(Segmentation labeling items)
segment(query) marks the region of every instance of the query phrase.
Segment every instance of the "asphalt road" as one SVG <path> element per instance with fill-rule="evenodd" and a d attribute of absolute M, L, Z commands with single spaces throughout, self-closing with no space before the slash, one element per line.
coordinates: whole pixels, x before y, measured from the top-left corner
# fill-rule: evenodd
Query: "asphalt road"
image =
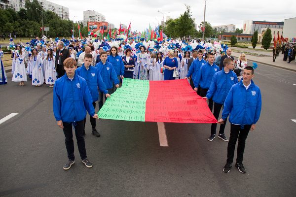
<path fill-rule="evenodd" d="M 296 72 L 259 64 L 254 79 L 262 108 L 248 137 L 247 173 L 225 173 L 227 142 L 207 140 L 210 124 L 165 124 L 169 147 L 159 146 L 156 123 L 97 122 L 101 137 L 85 141 L 93 167 L 65 171 L 64 136 L 52 112 L 52 89 L 0 85 L 0 197 L 295 197 Z M 229 135 L 227 123 L 225 134 Z M 75 140 L 74 140 L 75 141 Z M 236 157 L 235 157 L 234 159 Z"/>

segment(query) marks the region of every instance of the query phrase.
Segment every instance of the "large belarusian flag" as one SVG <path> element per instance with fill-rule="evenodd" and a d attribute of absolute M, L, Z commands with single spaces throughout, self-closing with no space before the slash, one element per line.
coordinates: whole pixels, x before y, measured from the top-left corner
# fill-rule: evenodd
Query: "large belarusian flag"
<path fill-rule="evenodd" d="M 107 99 L 99 118 L 130 121 L 215 123 L 207 101 L 187 79 L 148 81 L 124 78 Z"/>

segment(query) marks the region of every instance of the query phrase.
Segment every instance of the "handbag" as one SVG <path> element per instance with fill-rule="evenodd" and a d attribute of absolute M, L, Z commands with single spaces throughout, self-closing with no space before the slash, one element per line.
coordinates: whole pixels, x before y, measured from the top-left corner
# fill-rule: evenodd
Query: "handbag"
<path fill-rule="evenodd" d="M 174 73 L 173 74 L 173 77 L 179 77 L 179 72 L 178 70 L 175 69 L 174 70 Z"/>

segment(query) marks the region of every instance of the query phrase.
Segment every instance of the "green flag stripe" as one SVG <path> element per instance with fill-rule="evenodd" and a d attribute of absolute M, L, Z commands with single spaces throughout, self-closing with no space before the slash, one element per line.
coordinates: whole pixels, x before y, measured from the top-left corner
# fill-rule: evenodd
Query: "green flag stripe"
<path fill-rule="evenodd" d="M 98 112 L 99 118 L 145 121 L 149 81 L 124 78 L 122 86 L 108 98 Z"/>

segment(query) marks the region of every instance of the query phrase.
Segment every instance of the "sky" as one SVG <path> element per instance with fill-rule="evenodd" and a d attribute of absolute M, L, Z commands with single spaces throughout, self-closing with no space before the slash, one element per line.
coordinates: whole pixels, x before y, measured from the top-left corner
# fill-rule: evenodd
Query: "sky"
<path fill-rule="evenodd" d="M 70 20 L 82 21 L 83 11 L 94 10 L 106 16 L 107 22 L 119 28 L 120 23 L 140 32 L 149 24 L 153 28 L 161 25 L 163 14 L 176 18 L 185 11 L 185 3 L 190 6 L 192 18 L 197 26 L 203 21 L 205 0 L 49 0 L 69 8 Z M 84 2 L 85 2 L 85 3 Z M 241 3 L 243 2 L 243 3 Z M 296 0 L 206 0 L 206 21 L 212 26 L 234 24 L 242 29 L 243 21 L 253 20 L 281 22 L 296 17 Z"/>

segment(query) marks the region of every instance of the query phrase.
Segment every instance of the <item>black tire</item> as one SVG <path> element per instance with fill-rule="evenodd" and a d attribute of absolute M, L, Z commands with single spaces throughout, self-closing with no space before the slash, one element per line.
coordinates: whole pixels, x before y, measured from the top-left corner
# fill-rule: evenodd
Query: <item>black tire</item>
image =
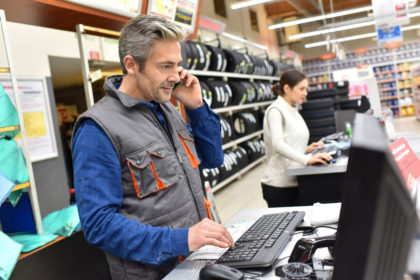
<path fill-rule="evenodd" d="M 303 112 L 324 108 L 334 108 L 334 102 L 331 98 L 308 100 L 302 104 Z"/>

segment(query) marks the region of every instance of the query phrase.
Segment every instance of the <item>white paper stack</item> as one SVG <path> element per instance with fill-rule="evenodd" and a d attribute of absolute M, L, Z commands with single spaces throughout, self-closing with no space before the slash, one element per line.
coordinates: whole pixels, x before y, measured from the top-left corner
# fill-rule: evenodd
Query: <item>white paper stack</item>
<path fill-rule="evenodd" d="M 340 217 L 341 203 L 314 203 L 312 206 L 311 225 L 335 224 Z"/>

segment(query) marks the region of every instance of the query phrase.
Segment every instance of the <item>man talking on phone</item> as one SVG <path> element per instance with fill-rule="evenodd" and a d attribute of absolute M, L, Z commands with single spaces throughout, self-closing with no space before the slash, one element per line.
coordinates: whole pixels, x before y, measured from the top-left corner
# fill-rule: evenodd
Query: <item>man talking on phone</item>
<path fill-rule="evenodd" d="M 161 279 L 204 245 L 233 246 L 208 218 L 198 165 L 223 163 L 219 117 L 180 66 L 185 31 L 138 16 L 121 31 L 123 75 L 73 131 L 76 201 L 86 240 L 106 254 L 113 279 Z M 175 84 L 180 83 L 174 88 Z M 170 102 L 179 100 L 188 129 Z"/>

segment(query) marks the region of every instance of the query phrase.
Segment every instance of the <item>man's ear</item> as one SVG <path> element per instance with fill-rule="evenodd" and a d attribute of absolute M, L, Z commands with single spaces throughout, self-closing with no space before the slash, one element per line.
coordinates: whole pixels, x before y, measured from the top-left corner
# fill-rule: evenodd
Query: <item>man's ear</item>
<path fill-rule="evenodd" d="M 290 90 L 291 90 L 291 88 L 290 88 L 290 86 L 289 86 L 288 84 L 285 84 L 285 85 L 283 86 L 283 92 L 284 92 L 284 93 L 288 93 Z"/>
<path fill-rule="evenodd" d="M 139 64 L 131 55 L 126 55 L 124 57 L 124 67 L 127 70 L 127 74 L 133 74 L 139 71 Z"/>

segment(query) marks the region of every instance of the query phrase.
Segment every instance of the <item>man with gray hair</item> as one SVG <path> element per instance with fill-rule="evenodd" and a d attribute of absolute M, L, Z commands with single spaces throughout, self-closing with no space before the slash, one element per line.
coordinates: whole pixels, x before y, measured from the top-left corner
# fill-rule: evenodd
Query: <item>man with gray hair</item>
<path fill-rule="evenodd" d="M 179 256 L 233 246 L 226 228 L 208 218 L 198 165 L 223 163 L 220 121 L 198 79 L 179 66 L 184 37 L 156 16 L 127 23 L 119 42 L 124 75 L 107 77 L 107 95 L 75 124 L 79 216 L 113 279 L 161 279 Z M 171 96 L 185 106 L 192 132 Z"/>

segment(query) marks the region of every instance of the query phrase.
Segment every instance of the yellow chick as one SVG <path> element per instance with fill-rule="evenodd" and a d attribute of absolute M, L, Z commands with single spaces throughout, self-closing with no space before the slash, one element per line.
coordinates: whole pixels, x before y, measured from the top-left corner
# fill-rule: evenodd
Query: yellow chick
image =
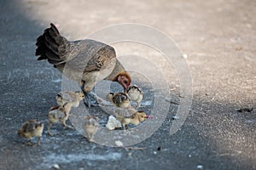
<path fill-rule="evenodd" d="M 140 107 L 143 99 L 143 89 L 137 85 L 132 85 L 127 89 L 127 94 L 131 101 L 137 102 L 137 107 Z"/>
<path fill-rule="evenodd" d="M 106 128 L 108 130 L 113 130 L 118 128 L 122 128 L 121 122 L 119 120 L 116 120 L 116 118 L 113 116 L 109 116 L 108 123 L 106 125 Z"/>
<path fill-rule="evenodd" d="M 128 109 L 117 109 L 115 115 L 117 120 L 121 122 L 124 130 L 125 130 L 125 126 L 128 124 L 138 125 L 148 118 L 152 117 L 143 111 L 137 111 L 132 107 Z"/>
<path fill-rule="evenodd" d="M 117 93 L 112 97 L 112 102 L 117 107 L 120 108 L 129 108 L 131 107 L 131 99 L 125 93 Z"/>
<path fill-rule="evenodd" d="M 50 128 L 52 124 L 61 122 L 63 127 L 66 127 L 67 128 L 73 128 L 71 126 L 68 126 L 66 124 L 66 121 L 68 119 L 69 116 L 69 111 L 67 111 L 65 109 L 65 106 L 67 107 L 67 104 L 64 105 L 64 106 L 54 106 L 49 109 L 49 111 L 48 113 L 48 127 L 47 127 L 47 133 L 50 136 L 53 136 L 54 134 L 50 133 Z"/>
<path fill-rule="evenodd" d="M 86 116 L 84 117 L 84 135 L 90 142 L 93 142 L 93 136 L 98 130 L 98 118 L 96 116 Z"/>
<path fill-rule="evenodd" d="M 48 113 L 48 127 L 47 127 L 47 133 L 49 135 L 53 136 L 53 133 L 49 132 L 50 127 L 54 123 L 61 122 L 64 127 L 68 128 L 73 128 L 71 126 L 66 124 L 66 121 L 68 119 L 70 110 L 72 107 L 78 107 L 81 100 L 84 99 L 84 95 L 82 92 L 67 92 L 67 94 L 73 96 L 73 99 L 67 100 L 63 99 L 63 95 L 61 94 L 56 97 L 58 104 L 65 103 L 63 105 L 57 105 L 51 107 L 49 109 L 49 112 Z M 59 99 L 58 99 L 59 98 Z"/>
<path fill-rule="evenodd" d="M 36 120 L 30 120 L 23 123 L 22 127 L 18 130 L 18 135 L 20 138 L 26 138 L 28 141 L 25 144 L 27 145 L 40 145 L 41 136 L 44 131 L 44 124 Z M 38 142 L 32 144 L 31 140 L 33 137 L 38 137 Z"/>

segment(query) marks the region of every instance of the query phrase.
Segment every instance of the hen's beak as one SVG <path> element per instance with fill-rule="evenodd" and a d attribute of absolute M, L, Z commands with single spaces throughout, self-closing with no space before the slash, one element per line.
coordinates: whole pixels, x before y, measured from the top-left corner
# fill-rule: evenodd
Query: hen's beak
<path fill-rule="evenodd" d="M 147 117 L 148 119 L 151 119 L 151 118 L 153 118 L 153 116 L 150 116 L 150 115 L 147 115 L 147 116 L 146 116 L 146 117 Z"/>

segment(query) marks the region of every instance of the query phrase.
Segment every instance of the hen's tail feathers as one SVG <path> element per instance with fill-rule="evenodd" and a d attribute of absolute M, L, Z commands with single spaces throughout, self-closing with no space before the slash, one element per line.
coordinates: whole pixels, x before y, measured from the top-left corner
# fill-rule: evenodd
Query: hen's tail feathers
<path fill-rule="evenodd" d="M 38 60 L 48 60 L 50 64 L 59 65 L 65 59 L 66 48 L 68 41 L 63 37 L 54 24 L 44 30 L 44 34 L 37 39 L 36 55 L 39 55 Z"/>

*Task brief*
Rewrite the records from their start up to and including the line with "296 72 L 259", requests included, and scale every coordinate in the path outlines by 2.2, rounding to whole numbers with halves going up. Give only those lines, and leave the pictures out.

*Output of the task*
segment(query) marks the region of every instance of the query phrase.
Segment every instance of the "asphalt road" as one SVG <path> element per instance with fill-rule="evenodd" and a d attribute of absolute M, L, Z commands with single spaces throughout, self-closing with no space before the slash, one element per line.
coordinates: whole pixels, x before y, measured from the top-left corner
# fill-rule: evenodd
Query: "asphalt road"
image =
<path fill-rule="evenodd" d="M 651 158 L 570 141 L 559 174 L 576 238 L 546 301 L 543 381 L 495 381 L 499 312 L 455 308 L 462 273 L 363 273 L 372 323 L 350 321 L 343 271 L 213 268 L 222 301 L 187 310 L 205 367 L 143 376 L 141 299 L 114 246 L 114 196 L 0 187 L 0 433 L 649 433 Z M 504 297 L 499 271 L 495 295 Z M 165 308 L 163 308 L 165 310 Z M 519 345 L 517 345 L 515 350 Z"/>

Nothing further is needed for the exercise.